## Your goal
Rewrite every line of the rows below as a JSON list of strings, one string per line, leaving out blank lines.

## Information shown
----

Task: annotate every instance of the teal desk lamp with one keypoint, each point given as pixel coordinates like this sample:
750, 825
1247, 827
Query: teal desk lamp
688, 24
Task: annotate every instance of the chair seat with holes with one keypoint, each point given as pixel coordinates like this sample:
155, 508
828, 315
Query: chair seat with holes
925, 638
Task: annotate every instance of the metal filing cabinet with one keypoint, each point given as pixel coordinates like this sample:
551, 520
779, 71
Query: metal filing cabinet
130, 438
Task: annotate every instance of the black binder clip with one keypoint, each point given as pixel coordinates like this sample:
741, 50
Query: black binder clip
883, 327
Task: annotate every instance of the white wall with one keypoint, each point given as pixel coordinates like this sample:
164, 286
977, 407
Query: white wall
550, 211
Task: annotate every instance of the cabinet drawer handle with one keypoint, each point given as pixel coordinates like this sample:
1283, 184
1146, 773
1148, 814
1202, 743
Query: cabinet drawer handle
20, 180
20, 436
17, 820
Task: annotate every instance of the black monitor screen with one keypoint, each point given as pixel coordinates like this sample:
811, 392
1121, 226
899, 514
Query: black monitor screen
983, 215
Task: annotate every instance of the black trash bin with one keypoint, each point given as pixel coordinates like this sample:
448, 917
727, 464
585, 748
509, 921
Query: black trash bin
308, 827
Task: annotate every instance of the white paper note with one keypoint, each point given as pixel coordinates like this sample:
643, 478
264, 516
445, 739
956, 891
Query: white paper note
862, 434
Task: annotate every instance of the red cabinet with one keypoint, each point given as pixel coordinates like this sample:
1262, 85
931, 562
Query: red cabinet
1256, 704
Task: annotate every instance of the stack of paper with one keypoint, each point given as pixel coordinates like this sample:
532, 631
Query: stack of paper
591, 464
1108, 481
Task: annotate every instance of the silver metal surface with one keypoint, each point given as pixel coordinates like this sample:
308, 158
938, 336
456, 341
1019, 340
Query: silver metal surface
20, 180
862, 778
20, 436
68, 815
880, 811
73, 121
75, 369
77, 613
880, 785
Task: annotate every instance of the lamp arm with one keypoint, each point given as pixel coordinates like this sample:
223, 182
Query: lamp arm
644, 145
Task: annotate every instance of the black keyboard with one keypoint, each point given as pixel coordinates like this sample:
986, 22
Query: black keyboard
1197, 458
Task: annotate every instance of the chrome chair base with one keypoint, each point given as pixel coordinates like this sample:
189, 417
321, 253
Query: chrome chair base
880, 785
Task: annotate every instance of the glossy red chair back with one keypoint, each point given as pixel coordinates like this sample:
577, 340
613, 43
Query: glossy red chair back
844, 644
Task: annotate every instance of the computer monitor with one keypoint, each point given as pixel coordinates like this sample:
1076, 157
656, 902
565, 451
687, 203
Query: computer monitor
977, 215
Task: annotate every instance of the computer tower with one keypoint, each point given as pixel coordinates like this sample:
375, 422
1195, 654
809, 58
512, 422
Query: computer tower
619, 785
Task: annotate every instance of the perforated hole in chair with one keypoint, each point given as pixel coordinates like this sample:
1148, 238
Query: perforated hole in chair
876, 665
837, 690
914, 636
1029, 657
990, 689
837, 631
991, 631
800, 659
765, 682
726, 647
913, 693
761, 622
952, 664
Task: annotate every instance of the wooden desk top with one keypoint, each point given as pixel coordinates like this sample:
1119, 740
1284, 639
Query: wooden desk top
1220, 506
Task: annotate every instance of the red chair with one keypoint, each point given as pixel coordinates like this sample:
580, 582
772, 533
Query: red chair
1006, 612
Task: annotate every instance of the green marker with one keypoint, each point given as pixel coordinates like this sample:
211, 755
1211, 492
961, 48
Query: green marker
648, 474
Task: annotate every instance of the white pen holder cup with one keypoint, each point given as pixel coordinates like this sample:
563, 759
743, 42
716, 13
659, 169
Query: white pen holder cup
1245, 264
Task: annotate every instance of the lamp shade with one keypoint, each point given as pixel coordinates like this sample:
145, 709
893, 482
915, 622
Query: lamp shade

----

## Expected answer
[
  "Task: annotate every instance of the teal desk lamp with one keypoint, each point given as pixel coordinates like this sample:",
  "750, 825",
  "1247, 827",
  "Query: teal desk lamp",
  "688, 24",
  "Task: annotate every instance of the chair seat with holes with one keypoint, each point given as pixel coordinates like this sample:",
  "155, 508",
  "828, 315",
  "Query: chair seat with holes",
  "925, 638",
  "Task: annotate every instance of the metal filing cabinet with one keypoint, each point given as pixel coordinates like this sample:",
  "551, 520",
  "779, 71",
  "Query: metal filing cabinet",
  "130, 438",
  "Task: annotate every instance of the black binder clip with one keypoint, each point given as pixel coordinates like this sample:",
  "741, 50",
  "Query: black binder clip",
  "883, 327",
  "Task: annotate every instance of the white wall with one keypoint, each point given as pixel coordinates like this sample:",
  "164, 286",
  "977, 407",
  "Query: white wall",
  "550, 211",
  "Task: annotate every instance of the cabinet drawer handle with one keypoint, each point given as pixel coordinates like this sample:",
  "1283, 184",
  "1146, 773",
  "1148, 814",
  "1202, 743",
  "Query: cabinet drawer handle",
  "20, 180",
  "20, 436",
  "17, 820",
  "Task: annotate every instance of the black monitor screen with one keypoint, each point given as pixel coordinates like this sample:",
  "811, 392",
  "1121, 226",
  "899, 514",
  "Query: black monitor screen",
  "983, 215",
  "Task: annotate every instance of the black trash bin with one keypoint, each point given as pixel coordinates like this sample:",
  "448, 917",
  "727, 464",
  "585, 748",
  "509, 921",
  "Query: black trash bin",
  "308, 827",
  "Task: annotate every instance of the white paper note with one keypoint, each point given as pixel coordinates like this sample:",
  "643, 478",
  "264, 516",
  "445, 739",
  "956, 891",
  "Query: white paper note",
  "862, 434",
  "Task: annotate every instance of the red cabinet with one keypoint, each point given as pixel coordinates like this sample:",
  "1262, 85",
  "931, 562",
  "Query: red cabinet",
  "1256, 704",
  "Task: annotate every instance of the stack of paper with one keypoint, each point given as pixel coordinates like this sample:",
  "532, 631",
  "Query: stack of paper",
  "591, 464",
  "1108, 481",
  "Task: annotate every instance of the silver metal surface with one keypoint, each point given as pixel coordinates like this sample:",
  "308, 158",
  "938, 336",
  "456, 341",
  "1019, 340",
  "Query: silver metal surface",
  "20, 180",
  "862, 778",
  "20, 436",
  "68, 815",
  "880, 811",
  "73, 121",
  "75, 369",
  "77, 613",
  "880, 785",
  "Task: annotate every instance of the lamp arm with one keypoint, each point given as pixel coordinates like this sample:",
  "223, 182",
  "Query: lamp arm",
  "644, 145",
  "Task: annotate every instance of the black keyboard with one keypoint, each point given as pixel coordinates like this sample:",
  "986, 22",
  "Query: black keyboard",
  "1197, 458",
  "Task: annotate every instance of the chrome chair base with one keypoint, each point given as pixel coordinates like this sample:",
  "189, 417",
  "321, 253",
  "Query: chrome chair base",
  "880, 785",
  "Task: annotate every instance of the glossy red chair back with one keypoint, each point given as pixel coordinates like this sample:",
  "577, 340",
  "613, 43",
  "Query: glossy red chair back",
  "844, 644",
  "Task: annotate every instance of the computer monitor with one keypoint, each point given as pixel coordinates like this sample:",
  "1076, 157",
  "656, 902",
  "565, 451",
  "687, 203",
  "Query: computer monitor",
  "977, 215",
  "Task: annotate every instance of the computer tower with one keypoint, each point given as pixel coordinates like this sample:",
  "375, 422",
  "1195, 654",
  "809, 58",
  "512, 422",
  "Query: computer tower",
  "619, 785",
  "Task: annotate every instance of the perforated hole in chair with one keypoint, each point given as pixel coordinates like this sample:",
  "1148, 238",
  "Query: perforated hole in chair",
  "876, 665",
  "837, 690",
  "914, 636",
  "1029, 657",
  "990, 689",
  "837, 631",
  "991, 631",
  "800, 659",
  "765, 682",
  "726, 647",
  "913, 693",
  "761, 622",
  "952, 664",
  "Task: annotate every instance of the wooden desk top with one keypoint, each point given as pixel coordinates like this sample:",
  "1119, 740",
  "1284, 639",
  "Query: wooden desk top",
  "1220, 506",
  "Task: annotate every instance of the red chair with one keypoint, each point given as pixel coordinates like this sample:",
  "580, 582",
  "772, 533",
  "Query: red chair",
  "1006, 612",
  "Task: annotate every instance of the green marker with one keypoint, each point given as pixel coordinates like this sample:",
  "211, 755",
  "1211, 492",
  "961, 48",
  "Query: green marker",
  "648, 474",
  "Task: annotate every instance of the white pen holder cup with one keypoint, each point given as pixel coordinates like this sample:",
  "563, 759",
  "743, 42",
  "716, 13",
  "659, 169",
  "Query: white pen holder cup",
  "1245, 264",
  "Task: annotate every instance of the lamp shade with one keypoint, each point given as pixel coordinates like this sample:",
  "145, 709",
  "893, 482",
  "915, 622",
  "Query: lamp shade"
]